KUTIPAN TEKS:
<<<<

Kamis, 12 April 2018

Gus Dur: Islam: Idiologis Ataukah Kultural? (2)


Islam: Idiologis Ataukah Kultural? (2)
Oleh: KH. Abdurrahman Wahid

Pada waktu penulis berkunjung ke Pusat Persatuan Muslim Tiongkok, penulis menyatakan persamaan antara kaum muslimin Tiongkok dan Indonesia. Kedua negeri diatur oleh Undang-Undang Dasar (UUD) yang mengingkari Islam sebagai dasar negara. Dalam struktur seperti itu, Islam tidak berfungsi sebagai hukum negara, melainkan sebagai jalan hidup masyarakat. Dalam hal ini, tentulah masyarakat yang memilih berkeyakinan Islam di Indonesia, dan masyarakat yang menentukan untuk tidak menampakkan afiliasi agamanya seperti di Tiongkok. Persamaan mendasar ini, harus dipakai selaku tali pengikat antara kedua negara itu dalam hubungan formal dan non-formal antara mereka.

Namun, antara kedua negeri itu terdapat perbedaan yang sangat besar, yang sering luput dari perhatian kita. mengingat perbedaan tersebut, maka pentinglah arti sejarah bagi pembentukan pandangan umum sebuah negeri. Hal ini sering diabaikan orang, hingga secara tidak terasa kita terjerumus kepada sikap menyamakan hal yang tidak sama. Karenanya, dalam tulisan ini dicoba untuk menyoroti hal itu, agar kita tidak terus-menerus melakukan kesalahan. Dengan cara inilah kita melakukan koreksi atas kesalahan-kesalahan masa lampau yang diperbuat, dalam menyongsong masa depan.

Salah satu hal yang membedakan kedua negeri adalah sejarah masing-masing yang saling berbeda. Karena sejak semula Tiongkok berpenduduk sangat banyak, pemerintahan dapat berkembang lebih seragam. Keseragaman itu dilambangkan oleh sistem administrasi yang sama dan birokrasi yanag tunggal di semua propinsi, mengikuti apa yang ditetapkan di ibu Kota Nanking maupun Beijing. Kedudukan Han Lim sebagai wadah tunggal pendidikan tenaga administrasi pemerintahan, telah ada semenjak ratusan tahun yang lalu. Sementara APDN (Akademi Pegawai Dalam Negeri) dan IIP (Institut Ilmu Pemerintahan) di negeri kita baru berlangsung puluhan tahun lamanya, itupun dengan hasil yang sudah sangat menggembirakan. Di Jepang (Universitas Tokyo) dan Perancis (Ecole Superieur) yang berusia sedikit lebih tua juga mencatat hal yang sama.

>>>>

DAFTAR DATA:
<<<<

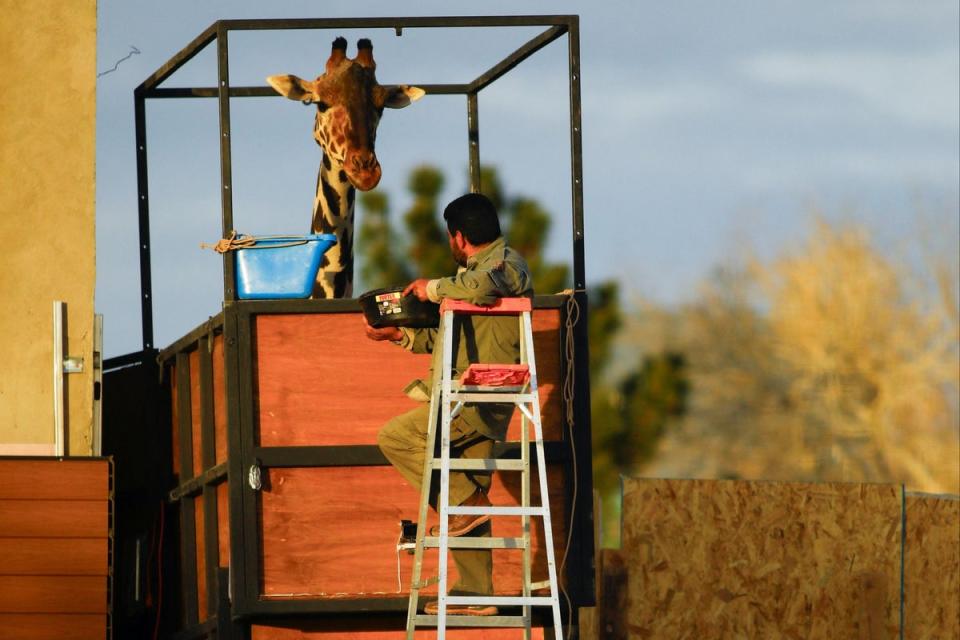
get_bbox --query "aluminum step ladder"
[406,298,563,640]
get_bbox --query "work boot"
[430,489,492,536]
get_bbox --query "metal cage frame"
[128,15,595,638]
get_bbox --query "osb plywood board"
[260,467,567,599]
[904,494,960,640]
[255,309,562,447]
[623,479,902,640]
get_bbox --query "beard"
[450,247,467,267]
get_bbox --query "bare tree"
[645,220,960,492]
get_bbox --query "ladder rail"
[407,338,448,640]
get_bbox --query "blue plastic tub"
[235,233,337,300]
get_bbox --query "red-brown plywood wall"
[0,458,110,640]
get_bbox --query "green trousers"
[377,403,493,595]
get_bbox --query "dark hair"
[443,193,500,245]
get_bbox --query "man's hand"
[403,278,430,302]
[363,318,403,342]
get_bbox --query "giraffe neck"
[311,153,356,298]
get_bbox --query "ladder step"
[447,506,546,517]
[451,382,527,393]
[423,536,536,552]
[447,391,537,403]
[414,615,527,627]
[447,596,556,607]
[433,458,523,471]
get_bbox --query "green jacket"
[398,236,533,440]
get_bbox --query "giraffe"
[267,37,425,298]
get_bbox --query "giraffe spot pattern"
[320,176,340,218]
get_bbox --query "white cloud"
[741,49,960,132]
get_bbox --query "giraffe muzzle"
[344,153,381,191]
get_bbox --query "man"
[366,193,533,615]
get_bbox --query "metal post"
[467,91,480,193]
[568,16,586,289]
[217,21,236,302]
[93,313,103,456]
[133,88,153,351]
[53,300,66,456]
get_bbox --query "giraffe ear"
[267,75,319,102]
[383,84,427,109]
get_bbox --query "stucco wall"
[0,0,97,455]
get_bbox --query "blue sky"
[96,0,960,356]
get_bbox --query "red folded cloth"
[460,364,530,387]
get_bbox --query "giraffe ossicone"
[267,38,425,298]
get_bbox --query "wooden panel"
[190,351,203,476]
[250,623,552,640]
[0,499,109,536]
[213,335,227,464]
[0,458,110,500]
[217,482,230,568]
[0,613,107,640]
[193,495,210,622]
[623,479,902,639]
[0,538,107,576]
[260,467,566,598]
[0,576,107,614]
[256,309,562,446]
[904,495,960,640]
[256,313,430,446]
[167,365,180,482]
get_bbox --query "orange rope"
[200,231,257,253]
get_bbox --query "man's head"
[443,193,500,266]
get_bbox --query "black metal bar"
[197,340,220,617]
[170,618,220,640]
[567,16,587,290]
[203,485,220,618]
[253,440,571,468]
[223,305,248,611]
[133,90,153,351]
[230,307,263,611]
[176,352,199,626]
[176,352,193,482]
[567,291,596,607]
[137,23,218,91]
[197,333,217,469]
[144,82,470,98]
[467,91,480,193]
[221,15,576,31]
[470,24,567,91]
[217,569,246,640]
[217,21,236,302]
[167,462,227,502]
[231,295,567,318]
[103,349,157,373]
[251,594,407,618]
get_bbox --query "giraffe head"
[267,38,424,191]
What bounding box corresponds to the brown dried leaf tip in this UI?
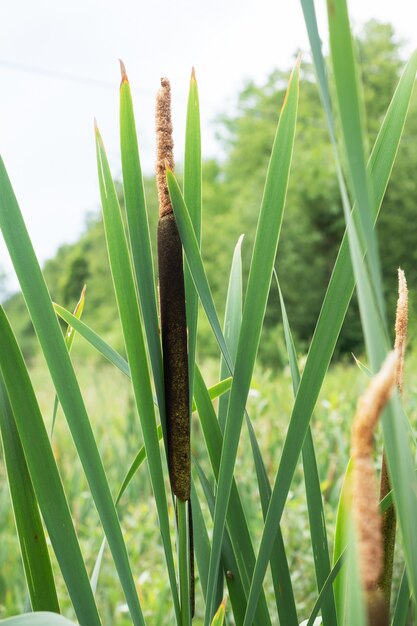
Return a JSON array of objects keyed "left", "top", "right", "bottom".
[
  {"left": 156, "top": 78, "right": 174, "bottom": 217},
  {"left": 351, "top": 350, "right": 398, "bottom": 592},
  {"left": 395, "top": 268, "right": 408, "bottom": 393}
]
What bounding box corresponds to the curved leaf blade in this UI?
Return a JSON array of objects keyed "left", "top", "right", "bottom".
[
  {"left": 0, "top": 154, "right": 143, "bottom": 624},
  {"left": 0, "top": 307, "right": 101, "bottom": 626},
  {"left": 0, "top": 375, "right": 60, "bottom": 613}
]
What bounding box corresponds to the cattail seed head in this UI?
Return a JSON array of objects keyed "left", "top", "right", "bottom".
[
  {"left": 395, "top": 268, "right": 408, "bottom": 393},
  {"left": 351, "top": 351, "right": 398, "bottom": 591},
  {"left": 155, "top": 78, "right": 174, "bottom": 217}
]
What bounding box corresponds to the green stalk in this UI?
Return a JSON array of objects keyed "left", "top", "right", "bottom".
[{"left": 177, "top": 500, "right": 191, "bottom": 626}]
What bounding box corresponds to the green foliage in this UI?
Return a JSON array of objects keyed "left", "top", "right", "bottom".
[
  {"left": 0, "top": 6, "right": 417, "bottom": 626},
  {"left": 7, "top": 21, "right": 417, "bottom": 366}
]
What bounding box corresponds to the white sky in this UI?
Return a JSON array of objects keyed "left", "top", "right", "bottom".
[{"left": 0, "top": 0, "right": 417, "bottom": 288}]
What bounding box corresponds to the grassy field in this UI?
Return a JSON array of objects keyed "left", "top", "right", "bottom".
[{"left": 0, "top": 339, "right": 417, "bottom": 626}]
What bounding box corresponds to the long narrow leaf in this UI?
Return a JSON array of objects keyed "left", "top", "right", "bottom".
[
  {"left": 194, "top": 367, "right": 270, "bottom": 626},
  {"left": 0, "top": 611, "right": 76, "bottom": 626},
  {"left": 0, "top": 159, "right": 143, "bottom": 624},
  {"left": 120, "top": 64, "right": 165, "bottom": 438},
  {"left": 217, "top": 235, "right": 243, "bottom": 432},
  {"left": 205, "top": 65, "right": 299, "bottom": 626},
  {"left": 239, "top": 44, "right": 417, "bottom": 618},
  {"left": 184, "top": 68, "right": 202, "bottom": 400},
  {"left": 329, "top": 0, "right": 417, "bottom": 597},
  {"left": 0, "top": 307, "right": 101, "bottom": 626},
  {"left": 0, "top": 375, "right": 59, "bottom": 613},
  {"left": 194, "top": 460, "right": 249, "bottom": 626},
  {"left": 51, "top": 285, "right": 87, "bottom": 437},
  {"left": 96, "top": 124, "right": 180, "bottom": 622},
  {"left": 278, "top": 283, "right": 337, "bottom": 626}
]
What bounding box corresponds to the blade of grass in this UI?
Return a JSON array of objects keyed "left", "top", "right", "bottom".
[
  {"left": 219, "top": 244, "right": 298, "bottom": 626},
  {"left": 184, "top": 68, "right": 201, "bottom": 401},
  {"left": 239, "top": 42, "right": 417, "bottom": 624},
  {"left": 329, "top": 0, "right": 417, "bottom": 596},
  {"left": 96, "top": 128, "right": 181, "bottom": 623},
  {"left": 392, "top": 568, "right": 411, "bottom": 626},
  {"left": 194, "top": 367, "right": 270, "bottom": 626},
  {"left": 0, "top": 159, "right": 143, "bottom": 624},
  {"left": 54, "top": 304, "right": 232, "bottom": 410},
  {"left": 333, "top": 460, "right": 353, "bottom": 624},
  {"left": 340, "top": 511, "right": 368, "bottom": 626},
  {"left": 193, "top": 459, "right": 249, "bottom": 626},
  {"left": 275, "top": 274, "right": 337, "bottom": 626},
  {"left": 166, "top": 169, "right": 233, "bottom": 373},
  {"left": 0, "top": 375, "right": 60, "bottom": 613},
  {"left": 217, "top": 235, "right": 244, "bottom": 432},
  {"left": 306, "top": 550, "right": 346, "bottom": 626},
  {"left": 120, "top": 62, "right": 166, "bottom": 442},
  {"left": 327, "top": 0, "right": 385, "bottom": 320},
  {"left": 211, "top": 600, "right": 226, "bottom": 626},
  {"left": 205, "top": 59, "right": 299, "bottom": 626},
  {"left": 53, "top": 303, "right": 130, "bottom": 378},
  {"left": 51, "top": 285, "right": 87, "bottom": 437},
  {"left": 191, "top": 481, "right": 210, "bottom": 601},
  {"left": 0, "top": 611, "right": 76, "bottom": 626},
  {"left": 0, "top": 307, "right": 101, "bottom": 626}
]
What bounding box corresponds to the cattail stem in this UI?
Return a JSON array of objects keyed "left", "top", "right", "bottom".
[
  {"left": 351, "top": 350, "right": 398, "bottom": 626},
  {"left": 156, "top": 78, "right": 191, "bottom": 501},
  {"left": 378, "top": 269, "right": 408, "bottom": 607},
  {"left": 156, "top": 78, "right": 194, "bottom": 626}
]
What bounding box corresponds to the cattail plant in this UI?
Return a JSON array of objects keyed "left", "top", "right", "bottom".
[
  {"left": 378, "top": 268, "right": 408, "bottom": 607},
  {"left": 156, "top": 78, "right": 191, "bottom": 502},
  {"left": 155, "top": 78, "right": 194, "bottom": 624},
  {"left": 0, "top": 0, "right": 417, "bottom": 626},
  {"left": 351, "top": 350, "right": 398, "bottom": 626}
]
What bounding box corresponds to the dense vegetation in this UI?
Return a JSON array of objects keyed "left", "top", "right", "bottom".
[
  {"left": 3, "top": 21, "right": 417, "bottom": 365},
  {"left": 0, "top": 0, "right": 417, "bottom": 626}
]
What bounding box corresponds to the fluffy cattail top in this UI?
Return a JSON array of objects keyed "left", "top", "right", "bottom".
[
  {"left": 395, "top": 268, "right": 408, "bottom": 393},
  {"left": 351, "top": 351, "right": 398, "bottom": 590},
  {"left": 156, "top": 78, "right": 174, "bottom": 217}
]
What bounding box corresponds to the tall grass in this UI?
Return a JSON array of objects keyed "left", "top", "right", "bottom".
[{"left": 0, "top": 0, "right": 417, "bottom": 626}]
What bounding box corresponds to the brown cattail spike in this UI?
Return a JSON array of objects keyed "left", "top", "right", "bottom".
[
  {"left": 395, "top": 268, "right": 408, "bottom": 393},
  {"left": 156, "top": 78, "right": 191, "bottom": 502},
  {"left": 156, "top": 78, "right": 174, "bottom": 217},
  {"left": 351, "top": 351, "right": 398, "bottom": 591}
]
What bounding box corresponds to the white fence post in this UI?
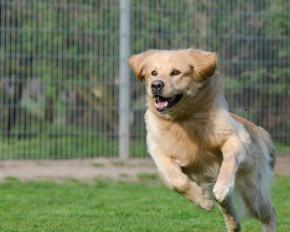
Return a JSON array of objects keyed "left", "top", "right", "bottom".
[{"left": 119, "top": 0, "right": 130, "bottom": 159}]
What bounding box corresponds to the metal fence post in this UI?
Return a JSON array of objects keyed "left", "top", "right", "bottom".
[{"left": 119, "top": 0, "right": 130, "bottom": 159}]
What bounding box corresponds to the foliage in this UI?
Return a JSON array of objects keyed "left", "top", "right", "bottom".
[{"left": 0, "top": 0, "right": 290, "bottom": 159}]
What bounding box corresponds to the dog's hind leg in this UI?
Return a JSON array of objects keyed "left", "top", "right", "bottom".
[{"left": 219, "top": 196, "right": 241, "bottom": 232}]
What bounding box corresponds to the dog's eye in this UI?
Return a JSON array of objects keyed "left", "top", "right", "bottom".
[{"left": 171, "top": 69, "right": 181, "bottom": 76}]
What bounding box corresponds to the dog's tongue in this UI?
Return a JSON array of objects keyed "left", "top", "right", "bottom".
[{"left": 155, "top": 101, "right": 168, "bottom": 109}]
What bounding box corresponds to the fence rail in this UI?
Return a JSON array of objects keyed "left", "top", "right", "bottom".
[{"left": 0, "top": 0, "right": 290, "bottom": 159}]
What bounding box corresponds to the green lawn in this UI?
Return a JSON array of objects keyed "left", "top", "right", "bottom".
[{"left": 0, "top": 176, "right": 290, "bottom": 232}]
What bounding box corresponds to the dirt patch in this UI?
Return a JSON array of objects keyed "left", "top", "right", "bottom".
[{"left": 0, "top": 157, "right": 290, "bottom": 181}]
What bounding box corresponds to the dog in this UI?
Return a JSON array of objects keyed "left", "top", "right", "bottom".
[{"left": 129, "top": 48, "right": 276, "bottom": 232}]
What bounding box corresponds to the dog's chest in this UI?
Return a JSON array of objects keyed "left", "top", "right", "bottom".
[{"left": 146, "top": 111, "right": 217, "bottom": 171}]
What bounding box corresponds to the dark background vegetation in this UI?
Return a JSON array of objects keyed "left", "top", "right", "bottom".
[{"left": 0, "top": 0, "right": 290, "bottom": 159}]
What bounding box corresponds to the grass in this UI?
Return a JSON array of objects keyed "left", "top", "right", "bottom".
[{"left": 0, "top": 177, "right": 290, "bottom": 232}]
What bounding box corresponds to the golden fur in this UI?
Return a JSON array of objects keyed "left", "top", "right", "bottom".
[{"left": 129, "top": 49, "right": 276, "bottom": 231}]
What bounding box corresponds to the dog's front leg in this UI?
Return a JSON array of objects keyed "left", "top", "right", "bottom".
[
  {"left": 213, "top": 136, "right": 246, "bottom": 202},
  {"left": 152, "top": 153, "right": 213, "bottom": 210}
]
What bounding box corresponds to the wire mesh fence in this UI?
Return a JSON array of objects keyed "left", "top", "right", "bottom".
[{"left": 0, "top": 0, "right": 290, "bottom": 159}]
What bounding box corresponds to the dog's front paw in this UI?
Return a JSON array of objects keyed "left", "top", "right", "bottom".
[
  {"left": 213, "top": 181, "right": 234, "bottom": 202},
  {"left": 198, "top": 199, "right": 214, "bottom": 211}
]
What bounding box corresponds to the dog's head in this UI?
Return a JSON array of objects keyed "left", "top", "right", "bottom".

>>>>

LATIHAN SINGKAT:
Salin ulang esai tentang Islam ideologis atau kultural dari "Pada waktu penulis" sampai "non-formal antara mereka.", lalu ganti "kaum muslimin" dengan "umat Islam". Kerjakan hanya berdasarkan esai tentang Islam ideologis atau kultural.

JAWABAN SOAL:
Pada waktu penulis berkunjung ke Pusat Persatuan Muslim Tiongkok, penulis menyatakan persamaan antara umat Islam Tiongkok dan Indonesia. Kedua negeri diatur oleh Undang-Undang Dasar (UUD) yang mengingkari Islam sebagai dasar negara. Dalam struktur seperti itu, Islam tidak berfungsi sebagai hukum negara, melainkan sebagai jalan hidup masyarakat. Dalam hal ini, tentulah masyarakat yang memilih berkeyakinan Islam di Indonesia, dan masyarakat yang menentukan untuk tidak menampakkan afiliasi agamanya seperti di Tiongkok. Persamaan mendasar ini, harus dipakai selaku tali pengikat antara kedua negara itu dalam hubungan formal dan non-formal antara mereka.